E Market Briefing For Tuesday, Dec. 8

Idiosyncratic behavior is really continuing benign overall action as the S&P has shown for weeks. Frustrating as this is, and counterintuitive to any sort of comfort about putting money into the market (aside knowing the Fed remains on the Bulls side), this is clearly 'not' the omnipresent broad strength beyond reason, as so many strategists content that it is. It's up there for sure, but that is not to suggest it can't extend. Too risky to invest in the super-caps now? To my way of thinking yes, but that's not the same as playing the bearish side.

No mistaking reality: it's the concentration of capital into a narrow universe of primarily the same (usual suspects) stocks that have been in-command of the Senior Index and NASDAQ overall since the March lows.

·····

:: ASSIGNED TASK 1 ::
Return the part of the market briefing that opens with the words containing "Idiosyncratic behavior is really" and closes with "the March lows.".
:: ASSIGNED TASK 2 ::
In one to three sentences, explain why the market briefing says the current action is not the broad strength that many strategists claim.
:: ASSIGNED TASK 3 ::
According to the market briefing, since when have the same stocks been in command of the Senior Index and NASDAQ?
The material that comes next plays no part in this work.

·····

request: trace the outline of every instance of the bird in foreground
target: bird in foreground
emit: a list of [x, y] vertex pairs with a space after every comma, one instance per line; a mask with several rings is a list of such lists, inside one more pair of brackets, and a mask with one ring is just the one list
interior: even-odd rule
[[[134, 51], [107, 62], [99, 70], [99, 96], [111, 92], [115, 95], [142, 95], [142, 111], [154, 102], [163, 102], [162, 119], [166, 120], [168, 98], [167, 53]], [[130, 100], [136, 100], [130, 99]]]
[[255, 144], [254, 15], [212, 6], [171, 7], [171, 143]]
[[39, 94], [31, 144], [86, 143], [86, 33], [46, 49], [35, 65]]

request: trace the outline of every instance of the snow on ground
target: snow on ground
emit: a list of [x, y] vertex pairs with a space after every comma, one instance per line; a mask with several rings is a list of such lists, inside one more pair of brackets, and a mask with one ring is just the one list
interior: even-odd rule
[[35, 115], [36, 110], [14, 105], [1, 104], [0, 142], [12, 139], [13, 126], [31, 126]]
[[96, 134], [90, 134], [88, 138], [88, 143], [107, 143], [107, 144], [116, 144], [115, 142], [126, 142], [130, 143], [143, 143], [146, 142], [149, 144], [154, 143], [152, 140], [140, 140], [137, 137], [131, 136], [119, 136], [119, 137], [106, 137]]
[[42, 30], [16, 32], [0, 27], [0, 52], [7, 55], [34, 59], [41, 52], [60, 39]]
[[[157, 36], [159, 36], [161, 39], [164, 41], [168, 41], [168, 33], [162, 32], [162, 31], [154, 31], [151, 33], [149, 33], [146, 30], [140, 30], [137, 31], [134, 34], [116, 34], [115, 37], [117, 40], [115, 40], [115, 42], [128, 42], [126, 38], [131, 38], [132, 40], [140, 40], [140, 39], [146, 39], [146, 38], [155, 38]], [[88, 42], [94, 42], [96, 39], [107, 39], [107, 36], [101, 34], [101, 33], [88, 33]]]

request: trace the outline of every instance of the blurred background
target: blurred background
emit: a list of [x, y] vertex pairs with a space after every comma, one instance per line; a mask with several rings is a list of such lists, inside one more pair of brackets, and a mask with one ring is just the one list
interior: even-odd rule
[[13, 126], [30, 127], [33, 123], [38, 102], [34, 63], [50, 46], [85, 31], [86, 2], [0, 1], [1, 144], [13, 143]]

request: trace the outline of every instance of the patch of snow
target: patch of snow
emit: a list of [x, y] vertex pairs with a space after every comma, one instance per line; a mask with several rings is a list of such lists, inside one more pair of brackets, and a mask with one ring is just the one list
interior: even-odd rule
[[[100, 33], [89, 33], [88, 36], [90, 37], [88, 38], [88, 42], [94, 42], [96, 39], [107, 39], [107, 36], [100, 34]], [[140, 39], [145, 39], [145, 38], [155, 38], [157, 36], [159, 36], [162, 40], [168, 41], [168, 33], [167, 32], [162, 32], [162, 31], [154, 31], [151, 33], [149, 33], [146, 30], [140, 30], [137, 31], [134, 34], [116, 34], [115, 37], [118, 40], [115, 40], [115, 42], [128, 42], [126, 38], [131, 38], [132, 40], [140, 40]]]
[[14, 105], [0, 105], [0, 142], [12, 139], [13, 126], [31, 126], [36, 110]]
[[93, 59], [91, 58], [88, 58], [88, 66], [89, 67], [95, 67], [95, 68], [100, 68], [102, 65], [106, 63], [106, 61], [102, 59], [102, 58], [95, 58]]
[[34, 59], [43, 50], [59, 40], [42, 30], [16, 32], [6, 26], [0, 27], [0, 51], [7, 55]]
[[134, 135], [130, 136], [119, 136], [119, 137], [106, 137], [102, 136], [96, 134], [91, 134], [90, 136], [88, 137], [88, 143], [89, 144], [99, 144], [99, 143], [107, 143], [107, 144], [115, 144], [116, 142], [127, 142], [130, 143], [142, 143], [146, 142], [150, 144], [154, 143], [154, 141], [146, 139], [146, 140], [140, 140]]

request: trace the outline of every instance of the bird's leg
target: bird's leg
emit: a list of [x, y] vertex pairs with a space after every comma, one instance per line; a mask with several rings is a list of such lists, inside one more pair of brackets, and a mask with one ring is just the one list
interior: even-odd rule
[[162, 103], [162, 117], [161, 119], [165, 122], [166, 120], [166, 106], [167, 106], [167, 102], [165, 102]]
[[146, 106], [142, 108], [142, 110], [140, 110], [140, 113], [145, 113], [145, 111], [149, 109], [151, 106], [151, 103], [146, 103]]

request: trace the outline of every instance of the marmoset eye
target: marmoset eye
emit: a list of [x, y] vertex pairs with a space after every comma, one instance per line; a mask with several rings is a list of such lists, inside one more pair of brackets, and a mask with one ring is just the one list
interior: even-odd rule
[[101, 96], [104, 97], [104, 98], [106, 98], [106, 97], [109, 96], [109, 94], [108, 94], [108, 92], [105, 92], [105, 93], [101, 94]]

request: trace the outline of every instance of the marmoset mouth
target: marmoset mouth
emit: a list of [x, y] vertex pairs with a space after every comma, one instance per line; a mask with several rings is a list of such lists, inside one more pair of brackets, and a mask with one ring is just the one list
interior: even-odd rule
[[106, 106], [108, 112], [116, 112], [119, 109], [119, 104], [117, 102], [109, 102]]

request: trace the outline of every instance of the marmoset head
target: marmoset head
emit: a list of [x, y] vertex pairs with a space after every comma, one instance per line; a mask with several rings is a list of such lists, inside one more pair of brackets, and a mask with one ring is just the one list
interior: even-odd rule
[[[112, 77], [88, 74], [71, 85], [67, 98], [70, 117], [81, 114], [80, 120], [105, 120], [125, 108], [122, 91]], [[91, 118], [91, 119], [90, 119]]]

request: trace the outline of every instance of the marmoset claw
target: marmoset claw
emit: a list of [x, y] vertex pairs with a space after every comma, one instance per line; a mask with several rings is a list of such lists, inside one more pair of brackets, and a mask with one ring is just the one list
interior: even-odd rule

·····

:: OUTPUT 1 ::
Idiosyncratic behavior is really continuing benign overall action as the S&P has shown for weeks. Frustrating as this is, and counterintuitive to any sort of comfort about putting money into the market (aside knowing the Fed remains on the Bulls side), this is clearly 'not' the omnipresent broad strength beyond reason, as so many strategists content that it is. It's up there for sure, but that is not to suggest it can't extend. Too risky to invest in the super-caps now? To my way of thinking yes, but that's not the same as playing the bearish side.

No mistaking reality: it's the concentration of capital into a narrow universe of primarily the same (usual suspects) stocks that have been in-command of the Senior Index and NASDAQ overall since the March lows.

:: OUTPUT 2 ::
The briefing says capital has been concentrated into a narrow universe of mostly the same stocks. Those stocks have led the Senior Index and NASDAQ since the March lows.

:: OUTPUT 3 ::
Since the March lows.